SELECTED EXCERPT:
Thursday, August 16, 2012

Why You Should Not Move To New York City


It had to be done. I can no longer endure, in good conscience, the number of dear readers who come upon this post, and write to Pretty Lady for Personal Advice. These innocents ask such questions as: "We have four dogs, and pay $800 a month for a three-bedroom house on half an acre. Where in New York City can we obtain a comparable situation?"

The answer, "You can't," does not BEGIN to cover it.

You see, darlings, there are some circumstances in which Positive Thinking, and Grit and Determination, and all those other excellent traits of character simply Do Not Cut It, and living in The City is one of them. Positive Thinking may get you into college; it will not pay off your student loans. Grit and Determination may enable you to sustain yourself, but Thriving is another story altogether.

So, here are a few Facts that anyone considering a move to NYC ought to be in possession of.

1) Wages and salaries in New York do not EVER come close to compensating for the cost of living there. Unless of course you are a hedge fund manager.

Once, back in the late sixties or so, companies would offer salaries commensurate with housing costs in a particular area. Yes, your Manhattan apartment would be smaller than your average Cincinnati split-level. But the Corporate Office would understand this, and of course they'd boost your wages, as well as covering your moving costs, to entice you into the Big Leagues.

This does not happen any more. 

Pretty Lady does not have the time, any longer, to look up average regional salaries and hourly wage rates. She merely has Experience. And she can tell you that the average hourly wage for say, an administrative assistant, in New York City today, is about equivalent to the average hourly wage for a similar position in San Francisco--in 1992.

No joke. Twelve to fifteen dollars an hour is what you got in San Francisco twenty years ago, and it's what you get in New York City right now. This will of course increase if you have experience and specialized skills--provided your field has not been entirely outsourced to unpaid amateurs, otherwise known as 'interns.'

Which brings us to:

2) If you want an interesting job, be prepared to work for free. Forever.

You say you have Artistic Aspirations? You'd like to enter the film industry, the music industry, the publishing industry, the field of journalism, the art world, the academic world, the literary world? You are an Idealist? You'd like to heal people, improve their lives, clean up corruption and pollution and environmental degradation?

Congratulations. You can get started right away! Make sure your landlord, utility companies, grocery delivery service and credit card companies know to send your bills directly to the office that manages your trust fund. It's annoying when the heat runs out in midwinter, otherwise.

 3) If you want a boring job, see #1.

Did I mention that the average rent for a one-bedroom apartment in Manhattan is upwards of $3500 a month? In Brooklyn, $2200? That the cost of insurance, groceries, utilities, transportation, and just about anything else you require reflects this? And that your salary will not?

4) But Pretty Lady. I'm brilliant! I'm an Entrepreneur! These petty concerns do not apply to me! I set my own prices, work my own hours, start my own enterprise, make my own rules! That's why I CAME to New York, to take on the world!

WRITTEN TASKS:
**A)** According to the blog post about moving to New York City, what is the average monthly rent for a one-bedroom apartment in Manhattan?
**B)** Continue the blog post about moving to New York City from the point at which it stops.

RAW DATA:
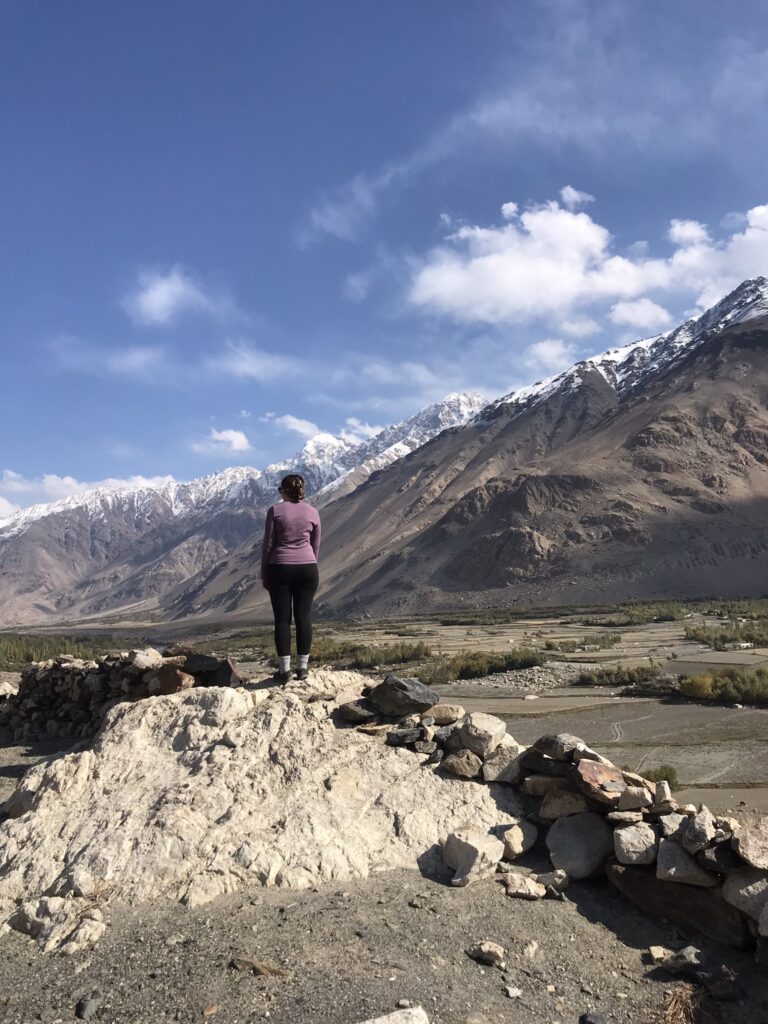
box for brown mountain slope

FINAL RESULTS:
**A)** Upwards of $3500 a month.

**B)**
4) a) Yep. You and everybody else.

b) But it was really nice to meet you!

c) Who are you, again?

One thing that is rarely mentioned, by those who tout the virtues of living cheek-by-jowl with millions of talented, ambitious, hard-working people, is the Centrifugal Leaching Effect. This is the invisible force which drains all your endeavors of critical mass, by continually picking off and dissolving any productive relationships you attempt to create.

Let's say you meet a Brilliant Person at a party, or a yoga class, or a networking event, or a conference, or a training session, or a coffee house, or on the subway. You have a scintillating conversation, you discover a harmony of interests and perspectives, you have complementary strengths and parallel ambitions. You take this person's card. You give them a call. You put them on your list. You never hear from them again.

Rinse and repeat.

It has been said that it is impossible to date in New York City, because every prospect you meet is alive to the possibility that he or she could run into Kate Moss or George Clooney at the next party but one. This psychology of the eternal upgrade applies equally to your professional endeavors. It matters not that you are gifted, reliable, engaging, witty and profound. Your prospective client, business partner, friend or neighbor could always do better.

5) New Yorkers will appreciate your characteristics of honesty, competence, reliability, diligence, generosity, and superhuman talent. They just won't reciprocate.

Pretty Lady, as she has written elsewhere, was raised to adhere to a strict set of Standards. One of these was Follow-through. Every time Pretty Lady met a prospective client, business partner, friend or neighbor in New York, she took care to deliver on any promises she happened to make, on time and under budget. By this naive method, she hoped to build a network of loyal friends and colleagues.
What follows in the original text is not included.